── RECORDS TO PROCESS ──
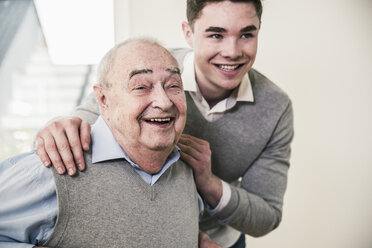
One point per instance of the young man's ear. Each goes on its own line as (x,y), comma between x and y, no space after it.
(187,33)
(100,95)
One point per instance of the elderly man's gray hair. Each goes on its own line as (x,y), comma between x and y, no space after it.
(106,63)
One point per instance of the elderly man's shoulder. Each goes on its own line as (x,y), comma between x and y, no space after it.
(28,164)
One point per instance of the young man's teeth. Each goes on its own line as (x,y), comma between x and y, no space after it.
───
* _WHAT IS NEEDED_
Copy out, word for word, the lines starting at the one that contains "One point per instance of the elderly man's shoulder." and ending with the last line of the rows.

* _EXERCISE RESPONSE_
One point per instance of the elderly man's shoulder. Each goes on its own line as (x,y), comma between x and y, no space after it.
(28,164)
One point per instance of the young man's teeth. Each goes on its own line as (x,y), comma between x and y, no space after it.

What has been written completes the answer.